THE RECORDS

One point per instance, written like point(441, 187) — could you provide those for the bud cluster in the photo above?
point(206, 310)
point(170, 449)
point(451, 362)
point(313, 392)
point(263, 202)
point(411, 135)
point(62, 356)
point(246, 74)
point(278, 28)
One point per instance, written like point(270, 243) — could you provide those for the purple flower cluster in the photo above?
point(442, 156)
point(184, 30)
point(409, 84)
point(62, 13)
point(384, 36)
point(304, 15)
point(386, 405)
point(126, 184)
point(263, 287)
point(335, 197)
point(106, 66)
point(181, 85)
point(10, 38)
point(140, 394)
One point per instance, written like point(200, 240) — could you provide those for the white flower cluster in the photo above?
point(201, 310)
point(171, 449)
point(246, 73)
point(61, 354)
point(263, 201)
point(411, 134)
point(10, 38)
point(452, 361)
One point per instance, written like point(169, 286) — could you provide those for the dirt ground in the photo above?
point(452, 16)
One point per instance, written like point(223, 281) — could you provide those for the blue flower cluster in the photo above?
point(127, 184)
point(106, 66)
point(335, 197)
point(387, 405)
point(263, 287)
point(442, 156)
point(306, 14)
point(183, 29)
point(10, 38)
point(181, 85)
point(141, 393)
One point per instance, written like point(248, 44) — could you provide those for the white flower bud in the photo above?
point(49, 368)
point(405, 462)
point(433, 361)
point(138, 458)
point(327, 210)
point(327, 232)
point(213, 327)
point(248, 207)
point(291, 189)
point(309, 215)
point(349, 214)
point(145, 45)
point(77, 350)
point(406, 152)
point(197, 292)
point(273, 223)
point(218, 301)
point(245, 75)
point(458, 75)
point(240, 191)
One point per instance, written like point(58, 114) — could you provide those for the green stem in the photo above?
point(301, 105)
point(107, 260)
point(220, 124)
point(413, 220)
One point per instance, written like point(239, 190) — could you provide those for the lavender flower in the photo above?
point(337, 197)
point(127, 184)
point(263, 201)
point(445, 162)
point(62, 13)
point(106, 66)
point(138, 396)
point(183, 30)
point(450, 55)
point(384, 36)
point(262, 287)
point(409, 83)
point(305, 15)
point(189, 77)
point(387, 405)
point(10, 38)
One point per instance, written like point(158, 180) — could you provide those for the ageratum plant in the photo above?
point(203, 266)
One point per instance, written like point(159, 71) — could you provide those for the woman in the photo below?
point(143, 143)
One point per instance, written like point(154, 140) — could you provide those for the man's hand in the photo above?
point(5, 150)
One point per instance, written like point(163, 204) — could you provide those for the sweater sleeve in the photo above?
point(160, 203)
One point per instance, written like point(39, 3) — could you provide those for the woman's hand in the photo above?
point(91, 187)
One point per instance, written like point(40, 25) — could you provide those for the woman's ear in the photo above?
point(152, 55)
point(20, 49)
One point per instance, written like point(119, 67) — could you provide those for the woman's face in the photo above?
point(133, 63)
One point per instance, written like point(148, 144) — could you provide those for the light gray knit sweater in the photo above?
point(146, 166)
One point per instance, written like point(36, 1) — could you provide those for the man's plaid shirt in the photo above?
---
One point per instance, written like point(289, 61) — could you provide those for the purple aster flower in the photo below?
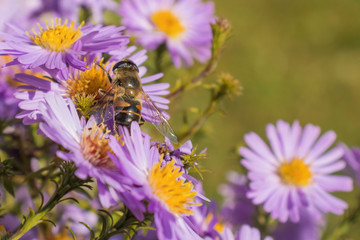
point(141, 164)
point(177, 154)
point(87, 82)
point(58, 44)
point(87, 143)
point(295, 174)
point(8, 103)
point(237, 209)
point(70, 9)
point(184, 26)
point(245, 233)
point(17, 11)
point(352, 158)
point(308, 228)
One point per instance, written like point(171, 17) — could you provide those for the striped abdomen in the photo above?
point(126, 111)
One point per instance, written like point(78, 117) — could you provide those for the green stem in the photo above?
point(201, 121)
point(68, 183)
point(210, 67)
--
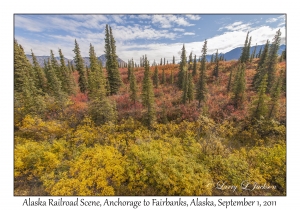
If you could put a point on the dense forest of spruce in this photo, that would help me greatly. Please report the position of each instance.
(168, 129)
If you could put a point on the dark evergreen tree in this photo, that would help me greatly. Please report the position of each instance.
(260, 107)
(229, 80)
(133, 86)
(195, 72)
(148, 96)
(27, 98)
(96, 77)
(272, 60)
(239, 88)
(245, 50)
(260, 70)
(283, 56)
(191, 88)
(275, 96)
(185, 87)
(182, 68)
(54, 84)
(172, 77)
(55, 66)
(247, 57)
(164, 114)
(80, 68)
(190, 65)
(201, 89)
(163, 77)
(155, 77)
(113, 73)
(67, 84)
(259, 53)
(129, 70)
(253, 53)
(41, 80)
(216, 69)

DIRECTIVE
Copy word for word the stretch of the records above from the line containing "One point per instance, written like point(441, 187)" through the line containing "point(141, 393)", including both of those lines.

RESULT BELOW
One point per instance, written like point(441, 187) — could you provide those for the bud cluster in the photo above?
point(206, 310)
point(170, 449)
point(451, 362)
point(313, 392)
point(263, 202)
point(411, 135)
point(62, 356)
point(246, 74)
point(278, 28)
One point per instance, written like point(270, 243) — could you provide those for the purple flower cluster in the photo above?
point(442, 156)
point(184, 30)
point(409, 84)
point(62, 13)
point(384, 36)
point(304, 15)
point(386, 405)
point(126, 184)
point(263, 287)
point(335, 197)
point(106, 66)
point(181, 85)
point(10, 38)
point(140, 394)
One point per instance, written like point(200, 240) — could you provide those for the white flower cluster in the photo above?
point(201, 310)
point(171, 449)
point(246, 73)
point(61, 354)
point(263, 201)
point(411, 134)
point(10, 38)
point(452, 361)
One point per instance, written like point(169, 286) — could you provide those for the dirt ground in the photo above?
point(452, 16)
One point per instance, written like point(223, 281) — could you provide those for the blue flower cluster in the photo above?
point(127, 184)
point(106, 66)
point(335, 197)
point(387, 405)
point(263, 287)
point(442, 156)
point(306, 14)
point(183, 29)
point(10, 38)
point(181, 85)
point(141, 393)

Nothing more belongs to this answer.